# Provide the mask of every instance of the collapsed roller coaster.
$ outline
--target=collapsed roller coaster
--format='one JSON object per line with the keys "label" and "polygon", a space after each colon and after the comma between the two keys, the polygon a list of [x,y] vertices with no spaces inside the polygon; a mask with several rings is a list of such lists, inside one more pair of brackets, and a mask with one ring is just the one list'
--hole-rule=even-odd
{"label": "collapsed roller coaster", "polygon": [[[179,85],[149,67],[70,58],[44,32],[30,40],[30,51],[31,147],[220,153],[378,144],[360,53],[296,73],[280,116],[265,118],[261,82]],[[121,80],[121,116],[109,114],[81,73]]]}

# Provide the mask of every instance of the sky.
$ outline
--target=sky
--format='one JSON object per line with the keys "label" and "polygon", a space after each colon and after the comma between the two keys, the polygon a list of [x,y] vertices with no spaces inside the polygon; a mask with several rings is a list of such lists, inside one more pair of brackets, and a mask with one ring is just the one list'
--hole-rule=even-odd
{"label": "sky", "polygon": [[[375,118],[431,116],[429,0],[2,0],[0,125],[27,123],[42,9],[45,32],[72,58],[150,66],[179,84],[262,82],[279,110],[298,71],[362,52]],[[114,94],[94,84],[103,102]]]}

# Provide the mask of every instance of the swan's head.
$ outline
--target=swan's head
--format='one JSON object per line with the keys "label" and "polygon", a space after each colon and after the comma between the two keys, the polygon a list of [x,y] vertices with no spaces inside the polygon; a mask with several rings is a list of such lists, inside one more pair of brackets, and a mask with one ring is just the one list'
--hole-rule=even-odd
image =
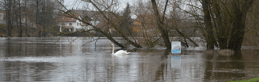
{"label": "swan's head", "polygon": [[110,46],[114,46],[114,45],[113,44],[111,44],[110,45]]}

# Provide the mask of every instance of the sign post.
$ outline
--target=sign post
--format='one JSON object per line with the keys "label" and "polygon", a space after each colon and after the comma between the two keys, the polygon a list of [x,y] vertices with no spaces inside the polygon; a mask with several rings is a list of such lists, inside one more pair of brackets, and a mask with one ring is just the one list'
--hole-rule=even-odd
{"label": "sign post", "polygon": [[181,53],[181,42],[172,42],[171,43],[172,53]]}

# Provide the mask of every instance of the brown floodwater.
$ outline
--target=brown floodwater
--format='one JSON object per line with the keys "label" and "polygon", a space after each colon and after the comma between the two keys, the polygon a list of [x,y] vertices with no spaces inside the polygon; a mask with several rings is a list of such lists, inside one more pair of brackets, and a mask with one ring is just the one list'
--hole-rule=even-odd
{"label": "brown floodwater", "polygon": [[[0,38],[0,81],[224,82],[259,77],[259,47],[233,54],[182,47],[128,48],[112,55],[112,42],[76,37]],[[96,43],[96,44],[95,44]],[[115,51],[121,49],[115,46]]]}

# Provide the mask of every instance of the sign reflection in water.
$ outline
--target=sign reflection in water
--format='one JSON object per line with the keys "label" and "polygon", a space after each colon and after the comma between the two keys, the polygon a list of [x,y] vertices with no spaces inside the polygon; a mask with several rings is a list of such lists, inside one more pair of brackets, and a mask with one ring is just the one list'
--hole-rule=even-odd
{"label": "sign reflection in water", "polygon": [[54,45],[59,37],[0,38],[0,81],[224,81],[259,76],[256,53],[209,54],[196,47],[182,48],[176,56],[157,48],[128,48],[128,55],[113,55],[107,39],[82,47],[86,40],[68,44],[68,39],[76,38]]}

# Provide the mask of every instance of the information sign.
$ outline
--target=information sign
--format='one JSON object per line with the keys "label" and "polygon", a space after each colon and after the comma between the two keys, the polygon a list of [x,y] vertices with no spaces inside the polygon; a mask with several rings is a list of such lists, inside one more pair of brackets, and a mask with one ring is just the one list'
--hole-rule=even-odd
{"label": "information sign", "polygon": [[181,42],[172,42],[172,53],[181,53]]}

- **Directions**
Rewrite only the items from the line with "# Provide the mask of every instance of the information" through the end of the records, changing "even-odd" to "nonzero" and leaving everything else unchanged.

- **Solution to this task**
# Provide the mask of every instance of the information sign.
$ outline
--target=information sign
--format='one JSON object per line with the keys "label" and "polygon", a space after each colon and after the comma between the two keys, the polygon a list of [x,y] vertices with no spaces inside the polygon; a mask with several rings is a list of such lists, inside one more pair of brackets, and a mask with one ring is just the one list'
--hole-rule=nonzero
{"label": "information sign", "polygon": [[181,42],[172,42],[172,53],[181,53]]}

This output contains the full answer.